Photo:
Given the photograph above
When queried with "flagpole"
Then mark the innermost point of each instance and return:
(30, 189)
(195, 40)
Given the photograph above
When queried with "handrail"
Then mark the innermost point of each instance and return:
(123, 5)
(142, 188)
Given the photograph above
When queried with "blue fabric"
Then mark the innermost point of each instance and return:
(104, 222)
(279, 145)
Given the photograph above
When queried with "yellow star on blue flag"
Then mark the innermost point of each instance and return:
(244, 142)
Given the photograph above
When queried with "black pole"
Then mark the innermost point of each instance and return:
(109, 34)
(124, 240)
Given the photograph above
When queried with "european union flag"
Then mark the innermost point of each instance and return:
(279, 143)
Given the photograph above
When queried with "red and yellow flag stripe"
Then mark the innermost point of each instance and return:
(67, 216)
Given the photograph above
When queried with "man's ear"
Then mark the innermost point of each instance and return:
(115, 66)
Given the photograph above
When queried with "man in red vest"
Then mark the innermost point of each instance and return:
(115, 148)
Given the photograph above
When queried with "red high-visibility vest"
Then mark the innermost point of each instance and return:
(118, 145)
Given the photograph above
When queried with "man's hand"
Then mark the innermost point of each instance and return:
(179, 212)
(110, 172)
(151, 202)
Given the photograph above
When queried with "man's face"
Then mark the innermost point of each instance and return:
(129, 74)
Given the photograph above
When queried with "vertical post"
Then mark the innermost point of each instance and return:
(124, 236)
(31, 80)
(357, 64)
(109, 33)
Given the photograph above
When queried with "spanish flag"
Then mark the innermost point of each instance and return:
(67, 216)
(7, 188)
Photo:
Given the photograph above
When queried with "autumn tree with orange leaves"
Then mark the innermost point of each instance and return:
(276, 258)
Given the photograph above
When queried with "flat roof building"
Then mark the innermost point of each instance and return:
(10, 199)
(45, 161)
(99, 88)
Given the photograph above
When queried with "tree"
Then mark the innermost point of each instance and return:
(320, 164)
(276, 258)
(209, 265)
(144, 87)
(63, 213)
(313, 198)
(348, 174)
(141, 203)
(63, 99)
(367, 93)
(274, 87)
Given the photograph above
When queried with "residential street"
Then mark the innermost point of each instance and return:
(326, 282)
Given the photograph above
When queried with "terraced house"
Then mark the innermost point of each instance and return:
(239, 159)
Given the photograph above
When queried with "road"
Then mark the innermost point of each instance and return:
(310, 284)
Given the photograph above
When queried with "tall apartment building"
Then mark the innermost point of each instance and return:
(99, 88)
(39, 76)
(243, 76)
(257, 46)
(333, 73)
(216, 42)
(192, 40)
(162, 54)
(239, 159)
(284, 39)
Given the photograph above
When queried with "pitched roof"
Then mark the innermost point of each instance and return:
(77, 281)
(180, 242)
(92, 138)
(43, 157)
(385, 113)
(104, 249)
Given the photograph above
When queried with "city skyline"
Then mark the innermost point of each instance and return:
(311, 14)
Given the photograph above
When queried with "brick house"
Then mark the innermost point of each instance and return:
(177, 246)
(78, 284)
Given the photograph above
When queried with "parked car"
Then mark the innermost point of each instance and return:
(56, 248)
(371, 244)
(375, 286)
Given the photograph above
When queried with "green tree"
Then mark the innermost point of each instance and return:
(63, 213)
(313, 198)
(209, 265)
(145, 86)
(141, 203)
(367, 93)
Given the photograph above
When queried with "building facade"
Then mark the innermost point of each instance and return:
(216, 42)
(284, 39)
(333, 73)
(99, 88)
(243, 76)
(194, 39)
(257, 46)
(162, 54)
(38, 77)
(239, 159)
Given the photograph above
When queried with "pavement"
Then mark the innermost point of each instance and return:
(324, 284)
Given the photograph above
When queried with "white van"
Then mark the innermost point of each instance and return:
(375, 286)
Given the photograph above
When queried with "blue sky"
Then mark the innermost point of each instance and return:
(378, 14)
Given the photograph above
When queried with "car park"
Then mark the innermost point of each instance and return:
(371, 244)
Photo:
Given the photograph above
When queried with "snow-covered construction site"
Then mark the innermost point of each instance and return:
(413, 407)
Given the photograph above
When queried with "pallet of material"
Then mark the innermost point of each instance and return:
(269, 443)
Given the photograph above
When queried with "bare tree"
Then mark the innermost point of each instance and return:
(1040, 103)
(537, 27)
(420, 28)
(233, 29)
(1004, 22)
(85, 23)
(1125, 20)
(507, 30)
━━━━━━━━━━━━━━━━━━━━━━━━━━━━━━
▶ **GOAL**: Reproduce every entry shown above, precisely as it stands.

▶ **CORRECT ANSWER**:
Photo:
Given the photograph above
When queried with "flagpole"
Then mark the innermost point of each instance and return:
(30, 189)
(195, 40)
Given the photograph above
When queried with "handrail"
Then mark the innermost point of each instance and return:
(123, 5)
(142, 188)
Given the photograph above
When queried with "blue fabric"
Then mark the innermost point of each instance and return:
(104, 222)
(279, 145)
Given the photograph above
When queried with "yellow star on blue flag"
Then mark the innermost point of each instance and return:
(244, 142)
Given the photograph above
When queried with "black pole"
Then mark the innermost point of each instance and return:
(109, 34)
(124, 240)
Given the photograph above
When queried with "european union flag"
Then mark the innermost point of each instance and return:
(279, 143)
Given the photograph above
When queried with "red and yellow flag stripe"
Then mark the innermost point of each instance and return:
(67, 216)
Given the photograph above
When queried with "man's ear"
Then mark the innermost point of each instance and return:
(115, 66)
Given the photograph above
When queried with "man in red vest"
Then mark the innermost point of each instance and return:
(115, 148)
Given the photograph above
When queried with "red high-visibility vest"
Then mark the innermost point of each instance and return:
(118, 145)
Given the photograph above
When queried with "man's hand"
Then mark the innermost point of each instance and return:
(179, 212)
(110, 172)
(151, 202)
Given the photograph above
When queried with "man's face"
Then mark the innermost point of each instance and return:
(129, 74)
Given the photograph above
When queried with "vertical post"
Then mark the innermost point of each instance and return:
(124, 236)
(31, 80)
(357, 64)
(109, 33)
Given the photograph above
When queried with "spanish flag"
Then mark the innermost point of each instance and return:
(67, 216)
(7, 188)
Photo:
Given the photograph above
When queried with "autumn tree with orange leaves"
Then mark the innermost point of each instance and return:
(276, 258)
Given the photograph above
When queried with "flat roof building"
Then mark the innermost point of each instance and return:
(10, 199)
(45, 161)
(99, 88)
Given the photograph above
When queried with "tree"
Then mark the innermost point of each instance and return:
(320, 164)
(276, 258)
(209, 265)
(144, 87)
(63, 213)
(313, 198)
(348, 174)
(141, 203)
(63, 99)
(367, 93)
(274, 87)
Given the photograph above
When queried with "residential street"
Then mark the innermost point of each instance and return:
(326, 282)
Given the photograph above
When queried with "terraced house"
Then mark the innermost point of each instance and return:
(239, 159)
Given the photograph above
When queried with "road"
Then mark the innermost point of each instance and return:
(310, 284)
Given the photograph above
When queried with "tall apartment building"
Then mark the innermost point of each instance and return:
(99, 88)
(39, 76)
(243, 76)
(257, 46)
(333, 73)
(216, 42)
(192, 40)
(162, 54)
(239, 159)
(284, 39)
Given the photograph above
When queried with "pitched roof"
Then mark the innermost point of each instance and return:
(77, 281)
(180, 242)
(92, 138)
(43, 157)
(385, 113)
(104, 249)
Given the photograph above
When queried with "city skyline"
Then mark the innermost point of each instance and return:
(311, 14)
Given the photograph above
When queried with "brick house"
Then mark the innermost point of each instance and return:
(177, 246)
(78, 284)
Given the photograph above
When queried with "parked car"
Then mark the innermost point of each instance and return:
(56, 248)
(371, 244)
(375, 286)
Given the photograph above
When queried with "green tree"
Then mark the innermost point of each instance and return:
(63, 213)
(313, 198)
(209, 265)
(145, 86)
(141, 203)
(367, 93)
Given the photograph above
When queried with "building facade"
Then mark the innermost point of each instance and return:
(216, 42)
(284, 39)
(333, 73)
(99, 88)
(243, 76)
(194, 39)
(257, 46)
(162, 54)
(38, 77)
(239, 159)
Given the photograph above
When queried with "pavement"
Then mark the innermost point of each instance and return:
(324, 284)
Given the photograph above
When queried with "white van"
Then mark the innermost point of each instance and return:
(375, 286)
Given the photograph above
When queried with "blue sky"
Then mark the innermost point of each instance and return:
(378, 14)
Given the photograph above
When queried with "car park"
Then mark the innermost point of each instance and return:
(371, 244)
Photo:
Given the photograph above
When queried with "snow-covered construction site"
Then mark the innermost point of each instance and return:
(413, 407)
Given the photograph above
When queried with "pallet of material"
Then mark the innermost point of each instance and return:
(269, 443)
Given the photograph above
When queried with "bare tree"
Then mark the innermost point of each instance and return:
(1040, 103)
(537, 27)
(420, 28)
(233, 29)
(1004, 22)
(85, 23)
(1125, 20)
(507, 30)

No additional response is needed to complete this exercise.